# WORK TO COMPLETE
(A) Write out the part of the chef's blog post starting with "Well the last" and going on through "but character building.".
(B) Extend the chef's blog post, picking up after its last sentence.

======== TEXT SHOWN ========

Chef’s Blog No.1

Well the last couple of years have been a little bit messy and my career looked a little lost post pandemic….

My name is David Belsey. I’ve been a professional chef for 33 years and I have pretty much covered all four corners of the hospitality industry, an industry I am passionate about and one that has recently taken a bit of a bashing. I have always seen myself as an everyman chef and not one who takes themselves too seriously. I joined Edwards and Ward as their company chef in September 2021, coming from a restaurant and B&I background, and the journey to get here has been bumpy, but character building.
I have plenty of friends within the industry that have asked why education? Well, why not? My skills as a chef have not diminished because of the kind of food we produce. If anything, my knowledge, and innovative approach sees ideas embraced and skills improved. The job is no different and it shows that the education sector is one of bountiful riches if you are enthusiastic enough to find them.
When I joined the company, I found the staff at our schools incredible. Passionate about the children’s mealtimes and their manner professional, but fun. Always smiling and always putting the children’s lunchtimes first. I have been blown away by it.

======== DATA SHOWN ========

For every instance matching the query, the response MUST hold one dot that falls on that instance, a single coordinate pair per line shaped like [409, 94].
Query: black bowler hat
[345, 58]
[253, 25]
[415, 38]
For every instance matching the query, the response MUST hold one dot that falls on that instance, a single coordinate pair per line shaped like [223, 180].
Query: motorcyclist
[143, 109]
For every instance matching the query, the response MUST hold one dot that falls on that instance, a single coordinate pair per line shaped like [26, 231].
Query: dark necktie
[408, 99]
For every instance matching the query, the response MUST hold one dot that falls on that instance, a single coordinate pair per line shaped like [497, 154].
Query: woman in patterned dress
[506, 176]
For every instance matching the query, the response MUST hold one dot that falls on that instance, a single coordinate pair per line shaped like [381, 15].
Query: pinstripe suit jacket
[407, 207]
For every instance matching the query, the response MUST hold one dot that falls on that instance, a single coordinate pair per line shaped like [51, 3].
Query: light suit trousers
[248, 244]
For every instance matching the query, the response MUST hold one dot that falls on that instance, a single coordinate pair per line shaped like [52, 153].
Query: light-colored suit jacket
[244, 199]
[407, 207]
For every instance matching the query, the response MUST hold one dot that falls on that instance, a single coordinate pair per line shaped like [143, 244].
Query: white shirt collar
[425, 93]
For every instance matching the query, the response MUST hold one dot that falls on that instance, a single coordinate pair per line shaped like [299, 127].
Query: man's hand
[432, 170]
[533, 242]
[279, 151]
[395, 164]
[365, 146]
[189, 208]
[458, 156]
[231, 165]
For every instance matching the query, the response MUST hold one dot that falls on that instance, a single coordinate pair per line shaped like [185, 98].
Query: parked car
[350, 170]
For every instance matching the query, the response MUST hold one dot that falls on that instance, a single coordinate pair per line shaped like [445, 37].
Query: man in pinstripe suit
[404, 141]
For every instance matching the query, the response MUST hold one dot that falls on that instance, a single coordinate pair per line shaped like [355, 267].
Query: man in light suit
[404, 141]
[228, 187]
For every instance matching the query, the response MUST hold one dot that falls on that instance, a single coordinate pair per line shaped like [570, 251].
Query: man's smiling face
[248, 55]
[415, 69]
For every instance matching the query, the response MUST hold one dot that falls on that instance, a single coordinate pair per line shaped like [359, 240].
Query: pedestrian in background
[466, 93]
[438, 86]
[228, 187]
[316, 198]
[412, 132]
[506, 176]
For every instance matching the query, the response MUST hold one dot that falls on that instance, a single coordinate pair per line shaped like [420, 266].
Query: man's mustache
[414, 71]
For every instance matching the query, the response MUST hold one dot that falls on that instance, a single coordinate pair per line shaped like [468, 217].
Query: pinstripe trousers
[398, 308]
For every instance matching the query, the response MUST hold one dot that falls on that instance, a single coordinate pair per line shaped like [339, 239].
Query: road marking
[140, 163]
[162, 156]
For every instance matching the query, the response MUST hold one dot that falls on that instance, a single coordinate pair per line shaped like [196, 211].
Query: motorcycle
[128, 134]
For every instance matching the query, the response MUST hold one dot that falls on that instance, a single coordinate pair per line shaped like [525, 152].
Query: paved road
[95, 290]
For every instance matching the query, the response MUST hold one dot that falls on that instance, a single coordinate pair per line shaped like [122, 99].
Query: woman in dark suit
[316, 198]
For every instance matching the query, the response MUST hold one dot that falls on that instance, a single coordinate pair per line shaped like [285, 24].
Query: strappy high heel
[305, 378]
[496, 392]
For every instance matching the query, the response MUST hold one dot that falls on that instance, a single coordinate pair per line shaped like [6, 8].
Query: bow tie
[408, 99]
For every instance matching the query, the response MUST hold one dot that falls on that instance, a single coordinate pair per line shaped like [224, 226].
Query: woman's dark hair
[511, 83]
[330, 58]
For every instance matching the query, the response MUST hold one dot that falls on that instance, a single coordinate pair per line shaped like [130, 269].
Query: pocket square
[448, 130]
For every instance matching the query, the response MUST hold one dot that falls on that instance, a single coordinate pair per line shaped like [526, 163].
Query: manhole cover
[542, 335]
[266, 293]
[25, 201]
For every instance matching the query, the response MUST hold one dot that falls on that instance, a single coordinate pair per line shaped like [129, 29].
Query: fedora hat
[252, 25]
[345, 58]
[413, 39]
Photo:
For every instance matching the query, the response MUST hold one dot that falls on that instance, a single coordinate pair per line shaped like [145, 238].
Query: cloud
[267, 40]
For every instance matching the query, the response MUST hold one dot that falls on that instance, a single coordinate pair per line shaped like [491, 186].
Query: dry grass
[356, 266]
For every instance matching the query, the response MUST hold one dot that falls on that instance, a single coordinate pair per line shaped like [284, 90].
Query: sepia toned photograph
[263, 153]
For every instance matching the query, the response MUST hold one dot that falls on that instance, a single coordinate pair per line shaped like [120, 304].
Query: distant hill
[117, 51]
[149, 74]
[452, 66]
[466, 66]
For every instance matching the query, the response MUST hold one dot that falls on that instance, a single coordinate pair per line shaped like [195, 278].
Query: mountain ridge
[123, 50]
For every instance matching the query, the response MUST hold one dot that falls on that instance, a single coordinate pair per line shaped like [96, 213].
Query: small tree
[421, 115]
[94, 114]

========

# EXPECTED RESULTS
(A)
Well the last couple of years have been a little bit messy and my career looked a little lost post pandemic….

My name is David Belsey. I’ve been a professional chef for 33 years and I have pretty much covered all four corners of the hospitality industry, an industry I am passionate about and one that has recently taken a bit of a bashing. I have always seen myself as an everyman chef and not one who takes themselves too seriously. I joined Edwards and Ward as their company chef in September 2021, coming from a restaurant and B&I background, and the journey to get here has been bumpy, but character building.

(B)
I remember when I worked in business and industry, I did extra work at weekends for an events caterer. The chefs couldn’t believe the financial restraints we had within our kitchens and the food we could produce on a budget; something a chef in events would be blind to. I once served a starter at an event for Elton John where the food alone cost £69.00 per plate and the client was charged accordingly! It was Foie Gras with heritage beetroot, micro herbs, an infused balsamic and a vintage aperitif sweet wine. This dish itself was exquisite. Now, why am I showboating about Elton John’s food? Well, I think it’s all relevant. You see my peers now are blown away at what we produce on an even smaller budget than B&I and, to be honest, it doesn’t matter what standard of food you serve, you are only as good as your last meal. And although the chefs that cook these incredible dishes work hard and long hours, we must stand back and admire the unsung heroes working in our school kitchens who deliver thousands of meals per day to probably the most important people in society: our children.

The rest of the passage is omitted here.